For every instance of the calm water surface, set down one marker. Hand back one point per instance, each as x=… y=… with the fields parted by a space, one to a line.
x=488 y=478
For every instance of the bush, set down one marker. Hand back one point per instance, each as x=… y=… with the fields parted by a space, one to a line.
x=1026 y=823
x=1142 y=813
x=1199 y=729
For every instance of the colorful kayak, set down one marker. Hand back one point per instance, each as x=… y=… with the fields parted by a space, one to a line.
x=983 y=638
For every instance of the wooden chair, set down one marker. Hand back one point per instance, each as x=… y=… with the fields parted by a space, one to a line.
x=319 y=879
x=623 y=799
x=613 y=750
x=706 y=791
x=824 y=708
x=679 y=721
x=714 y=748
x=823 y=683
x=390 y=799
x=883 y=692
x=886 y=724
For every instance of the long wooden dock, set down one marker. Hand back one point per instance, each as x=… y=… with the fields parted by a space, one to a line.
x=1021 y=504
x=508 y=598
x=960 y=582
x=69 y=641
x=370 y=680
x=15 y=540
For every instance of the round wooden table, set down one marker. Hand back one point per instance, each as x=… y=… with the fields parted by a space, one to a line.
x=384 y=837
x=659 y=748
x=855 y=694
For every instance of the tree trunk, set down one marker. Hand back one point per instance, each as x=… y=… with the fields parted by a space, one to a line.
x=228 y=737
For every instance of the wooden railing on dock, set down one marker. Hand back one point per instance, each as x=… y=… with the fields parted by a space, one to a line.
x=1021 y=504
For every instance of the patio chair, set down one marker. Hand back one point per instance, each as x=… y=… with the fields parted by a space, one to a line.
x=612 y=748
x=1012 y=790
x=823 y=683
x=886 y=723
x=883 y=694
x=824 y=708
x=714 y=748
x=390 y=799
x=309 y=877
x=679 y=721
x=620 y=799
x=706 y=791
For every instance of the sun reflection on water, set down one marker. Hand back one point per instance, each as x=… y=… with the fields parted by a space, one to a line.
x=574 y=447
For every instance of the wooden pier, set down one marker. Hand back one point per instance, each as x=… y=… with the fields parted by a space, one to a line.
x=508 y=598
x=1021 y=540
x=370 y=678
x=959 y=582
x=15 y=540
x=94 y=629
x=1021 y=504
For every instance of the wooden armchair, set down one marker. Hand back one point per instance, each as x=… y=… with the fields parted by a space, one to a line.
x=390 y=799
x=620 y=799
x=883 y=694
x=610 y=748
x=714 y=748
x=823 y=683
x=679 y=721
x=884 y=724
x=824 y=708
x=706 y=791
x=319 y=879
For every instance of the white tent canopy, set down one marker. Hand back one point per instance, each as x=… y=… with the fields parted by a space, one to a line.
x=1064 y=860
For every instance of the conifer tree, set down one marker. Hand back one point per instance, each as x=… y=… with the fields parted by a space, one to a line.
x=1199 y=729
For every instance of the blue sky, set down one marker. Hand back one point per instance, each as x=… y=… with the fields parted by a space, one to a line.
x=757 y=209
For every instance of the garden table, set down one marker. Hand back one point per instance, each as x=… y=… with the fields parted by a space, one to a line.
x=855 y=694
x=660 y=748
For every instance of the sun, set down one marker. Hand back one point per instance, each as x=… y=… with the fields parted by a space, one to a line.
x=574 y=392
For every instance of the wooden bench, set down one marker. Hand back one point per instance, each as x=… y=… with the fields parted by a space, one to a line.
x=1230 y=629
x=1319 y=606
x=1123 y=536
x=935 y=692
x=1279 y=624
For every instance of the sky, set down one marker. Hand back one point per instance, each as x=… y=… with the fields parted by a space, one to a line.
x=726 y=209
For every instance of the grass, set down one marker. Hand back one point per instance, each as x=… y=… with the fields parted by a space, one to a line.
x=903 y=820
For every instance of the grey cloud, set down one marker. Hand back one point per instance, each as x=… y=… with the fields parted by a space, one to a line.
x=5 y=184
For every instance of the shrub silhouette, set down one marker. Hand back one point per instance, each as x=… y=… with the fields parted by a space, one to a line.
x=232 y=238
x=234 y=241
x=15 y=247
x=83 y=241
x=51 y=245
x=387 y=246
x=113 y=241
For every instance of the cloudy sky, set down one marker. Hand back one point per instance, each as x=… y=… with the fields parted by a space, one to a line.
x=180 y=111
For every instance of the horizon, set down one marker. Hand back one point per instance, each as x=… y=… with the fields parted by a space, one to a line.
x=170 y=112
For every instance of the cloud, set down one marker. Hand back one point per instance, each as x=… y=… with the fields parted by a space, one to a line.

==============================

=== WHAT TO PRODUCE ===
Copy all of the items above word for word, keeping every line in its original order.

=== SOLUTION TO THIS PROBLEM ===
For every instance of the calm water surface, set down one marker. Hand back one point per instance, each as x=… y=… with the fields parted by a space, one to a line.
x=488 y=478
For every instance of the bush, set down one marker. Hand back one point per instance, each as x=… y=… with the fields parted by a space, one to a line.
x=1026 y=823
x=1142 y=813
x=1199 y=729
For every instance of the colorful kayak, set down one marker. Hand back one point per instance, each as x=… y=… with the fields parted by a space, one to a line.
x=983 y=638
For every instance of the wooden chair, set down one marker. Hand back one point per instance, each as x=… y=… with the fields parted by a space, one to a line.
x=319 y=879
x=623 y=799
x=613 y=750
x=706 y=791
x=824 y=708
x=679 y=721
x=714 y=748
x=823 y=683
x=390 y=799
x=883 y=692
x=886 y=724
For every instance of the long wooden dock, set down one marker. Hand back one point per instance, each as x=… y=… with the fields parted by a space, one to a line.
x=1021 y=504
x=508 y=598
x=960 y=582
x=69 y=641
x=370 y=680
x=15 y=540
For every instance of the round wooden table, set down one marker. Hand back one point per instance, each as x=… y=… with the fields parted by a space, one to a line.
x=384 y=837
x=659 y=748
x=855 y=694
For every instance of the tree trunk, set down one marker. Hand back one point per instance, each as x=… y=… with the fields parted by a space, one to a line.
x=228 y=737
For every instance of the wooden railing on dock, set down one marker. Hand back one point per instance, each as x=… y=… with the fields parted by a space, one to a line.
x=1021 y=504
For every instance of the patio chair, set down one marker. Hand back one point per instance, each as x=… y=… with the fields parted by a space, one to a line.
x=612 y=748
x=1012 y=790
x=823 y=683
x=886 y=723
x=883 y=694
x=824 y=708
x=714 y=748
x=390 y=799
x=309 y=877
x=679 y=721
x=620 y=799
x=706 y=791
For every instance of the sun reflection on water, set down one marker. Hand back one point per instance, each as x=… y=… with the fields parted by a space, one to a line.
x=574 y=447
For every instance of the wooden pier, set down one marker. Hand back one point per instance, each as x=… y=… with the fields parted by a space, one to a line.
x=508 y=598
x=1021 y=540
x=370 y=678
x=959 y=582
x=15 y=540
x=94 y=629
x=1021 y=504
For every instance of the wooden armchair, set down one marker. Hand back one point per instance, each as x=… y=… with the fields parted by a space, one to a line.
x=390 y=799
x=620 y=799
x=883 y=694
x=610 y=748
x=714 y=748
x=823 y=683
x=679 y=721
x=884 y=724
x=824 y=708
x=706 y=791
x=319 y=879
For every instance of the white tent canopy, set down one marker. Hand back one point per instance, each as x=… y=… with the fields parted by a space, one to a line.
x=1064 y=860
For every instance of the conifer tree, set down one marker. Hand back one point per instance, each as x=… y=… with the fields parted by a space, one to a line.
x=1199 y=729
For every instance of the blue sky, set down one marker. Hand back one point per instance, each as x=… y=… with the fields parted by a space, one to a line.
x=757 y=209
For every instance of the garden table, set down one marker. Hand back one point per instance, each as x=… y=… with the fields parted by a space, one to a line.
x=855 y=694
x=660 y=748
For every instance of the sun, set down one marker. Hand back one point per instance, each as x=… y=… with the fields parted by a space, one to a line.
x=574 y=392
For every instance of the wooden bench, set down one marker. Hand back one point per instance, each as x=… y=… with the fields parted by a space, one to a line.
x=1230 y=629
x=1319 y=606
x=1123 y=536
x=935 y=692
x=1279 y=624
For every instance of the sky, set down one marker. Hand back one point per instance, each as x=… y=… with the fields parted by a space, one to a line.
x=726 y=209
For every instance of the grass, set down one marker. Hand back one point per instance, each as x=… y=… with the fields parted by a space, one to a line.
x=903 y=820
For every instance of the grey cloud, set down one marker. Hand back one point per instance, each as x=… y=… with the fields parted by a space, one to a line.
x=5 y=184
For every instance of the shrub silhouette, set down one marker. Hand back one point per instance, each as x=… y=… with the fields parted by a space, one to a line.
x=232 y=238
x=234 y=241
x=15 y=247
x=83 y=241
x=51 y=245
x=387 y=246
x=113 y=241
For every instance of the cloudy sky, set down one marker. Hand back one point per instance, each as x=… y=… with the fields parted by a space, one to a line.
x=180 y=111
For every instance of the horizon, set down one marker. Hand back one point per instance, each as x=… y=… with the fields parted by a space, one to a line.
x=170 y=112
For every instance of the cloud, set down one marker. Hand back one point per instance, each as x=… y=… with the fields parted by a space, one to a line.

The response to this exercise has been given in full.